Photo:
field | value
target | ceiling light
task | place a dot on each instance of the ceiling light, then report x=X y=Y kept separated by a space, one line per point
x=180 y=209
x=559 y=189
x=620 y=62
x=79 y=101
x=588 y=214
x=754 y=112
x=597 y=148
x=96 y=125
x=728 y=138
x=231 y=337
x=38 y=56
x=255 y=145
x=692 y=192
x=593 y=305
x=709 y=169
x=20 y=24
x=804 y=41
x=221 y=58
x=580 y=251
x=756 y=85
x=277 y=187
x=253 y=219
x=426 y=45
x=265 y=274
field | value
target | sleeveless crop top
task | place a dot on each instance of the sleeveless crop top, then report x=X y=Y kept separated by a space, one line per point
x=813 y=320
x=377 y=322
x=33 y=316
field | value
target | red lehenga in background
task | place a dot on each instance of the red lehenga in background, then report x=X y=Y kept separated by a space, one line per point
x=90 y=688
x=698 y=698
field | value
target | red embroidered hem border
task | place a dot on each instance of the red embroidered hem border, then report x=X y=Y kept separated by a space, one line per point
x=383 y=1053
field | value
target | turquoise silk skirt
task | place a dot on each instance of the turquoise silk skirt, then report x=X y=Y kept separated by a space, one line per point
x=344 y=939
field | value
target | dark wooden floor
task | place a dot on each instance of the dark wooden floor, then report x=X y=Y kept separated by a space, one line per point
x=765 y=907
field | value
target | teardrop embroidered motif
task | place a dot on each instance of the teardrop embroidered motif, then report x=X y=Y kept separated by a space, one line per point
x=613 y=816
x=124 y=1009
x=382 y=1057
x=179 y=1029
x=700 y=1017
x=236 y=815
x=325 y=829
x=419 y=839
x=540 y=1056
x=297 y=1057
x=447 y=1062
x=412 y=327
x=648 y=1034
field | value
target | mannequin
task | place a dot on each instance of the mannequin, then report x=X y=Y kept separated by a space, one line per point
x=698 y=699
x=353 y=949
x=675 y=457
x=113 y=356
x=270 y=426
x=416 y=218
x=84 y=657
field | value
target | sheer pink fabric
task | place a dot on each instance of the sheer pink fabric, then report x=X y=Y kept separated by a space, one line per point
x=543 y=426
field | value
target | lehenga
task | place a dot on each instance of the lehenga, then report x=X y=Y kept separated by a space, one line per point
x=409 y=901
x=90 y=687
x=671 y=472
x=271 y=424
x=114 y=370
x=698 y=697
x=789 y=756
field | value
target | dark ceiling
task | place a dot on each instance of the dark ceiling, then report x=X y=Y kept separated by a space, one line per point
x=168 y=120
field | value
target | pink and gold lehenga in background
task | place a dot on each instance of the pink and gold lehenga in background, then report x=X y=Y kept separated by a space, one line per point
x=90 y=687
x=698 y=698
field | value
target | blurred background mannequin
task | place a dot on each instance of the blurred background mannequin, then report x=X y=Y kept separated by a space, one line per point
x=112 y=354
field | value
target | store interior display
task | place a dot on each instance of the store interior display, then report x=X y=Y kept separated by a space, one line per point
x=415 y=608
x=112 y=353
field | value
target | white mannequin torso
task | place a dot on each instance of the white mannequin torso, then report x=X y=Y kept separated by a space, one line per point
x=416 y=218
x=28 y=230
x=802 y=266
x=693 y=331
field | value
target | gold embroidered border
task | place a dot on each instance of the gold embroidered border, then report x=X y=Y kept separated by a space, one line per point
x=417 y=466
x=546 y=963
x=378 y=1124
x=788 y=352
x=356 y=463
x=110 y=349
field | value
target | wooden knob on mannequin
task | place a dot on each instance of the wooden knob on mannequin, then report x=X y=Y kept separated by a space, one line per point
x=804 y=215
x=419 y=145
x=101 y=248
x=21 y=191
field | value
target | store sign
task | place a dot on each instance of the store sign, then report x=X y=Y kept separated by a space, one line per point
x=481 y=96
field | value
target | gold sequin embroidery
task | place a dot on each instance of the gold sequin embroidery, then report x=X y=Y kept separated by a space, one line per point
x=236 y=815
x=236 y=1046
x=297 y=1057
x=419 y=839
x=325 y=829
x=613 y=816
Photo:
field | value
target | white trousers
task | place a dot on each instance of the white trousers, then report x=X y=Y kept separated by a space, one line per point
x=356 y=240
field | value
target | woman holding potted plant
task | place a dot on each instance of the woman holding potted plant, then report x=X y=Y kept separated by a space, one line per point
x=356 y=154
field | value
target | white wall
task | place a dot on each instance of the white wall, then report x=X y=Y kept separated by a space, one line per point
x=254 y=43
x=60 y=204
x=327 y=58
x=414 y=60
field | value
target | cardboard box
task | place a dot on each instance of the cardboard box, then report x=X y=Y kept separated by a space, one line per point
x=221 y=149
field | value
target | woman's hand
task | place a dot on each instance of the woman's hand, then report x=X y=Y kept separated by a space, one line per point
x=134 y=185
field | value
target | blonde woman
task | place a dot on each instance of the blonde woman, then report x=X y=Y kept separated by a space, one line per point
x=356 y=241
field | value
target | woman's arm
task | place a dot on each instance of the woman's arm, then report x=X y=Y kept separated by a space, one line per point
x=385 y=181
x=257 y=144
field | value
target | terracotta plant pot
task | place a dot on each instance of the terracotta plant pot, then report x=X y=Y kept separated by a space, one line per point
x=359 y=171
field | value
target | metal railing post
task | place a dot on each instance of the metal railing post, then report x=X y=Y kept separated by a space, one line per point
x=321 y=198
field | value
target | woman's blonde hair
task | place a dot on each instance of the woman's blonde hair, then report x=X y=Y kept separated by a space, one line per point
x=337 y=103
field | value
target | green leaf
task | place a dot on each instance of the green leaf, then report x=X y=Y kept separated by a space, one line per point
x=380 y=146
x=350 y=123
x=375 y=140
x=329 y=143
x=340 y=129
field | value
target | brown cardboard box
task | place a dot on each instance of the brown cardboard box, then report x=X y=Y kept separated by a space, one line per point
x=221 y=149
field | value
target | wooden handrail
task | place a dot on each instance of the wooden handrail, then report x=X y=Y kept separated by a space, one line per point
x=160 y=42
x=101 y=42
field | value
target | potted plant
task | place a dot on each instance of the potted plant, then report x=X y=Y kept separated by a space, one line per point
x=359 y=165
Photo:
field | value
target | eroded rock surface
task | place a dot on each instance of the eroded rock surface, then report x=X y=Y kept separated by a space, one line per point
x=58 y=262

__Task__
Find each line in the rows above that contains the word "trousers" and copy every such line in full.

__Written solution__
target | white trousers
task | place a dot on each instance of the white trousers, then report x=X y=Y kept separated by a space, one line per point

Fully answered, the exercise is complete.